Edit the material below so that every occurrence of "instance" becomes "region", with all other wording left intact. Omit the pictures from the reproduced material.

Pointing dataset records:
-- Begin --

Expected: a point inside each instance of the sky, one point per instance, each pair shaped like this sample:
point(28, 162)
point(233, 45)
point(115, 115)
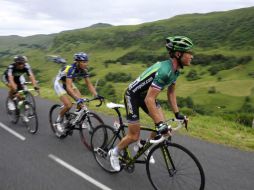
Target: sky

-- End --

Response to this exercise:
Expected: a point inside each region of the sky, one point per region, each pair shaped like this sample:
point(28, 162)
point(233, 45)
point(115, 115)
Target: sky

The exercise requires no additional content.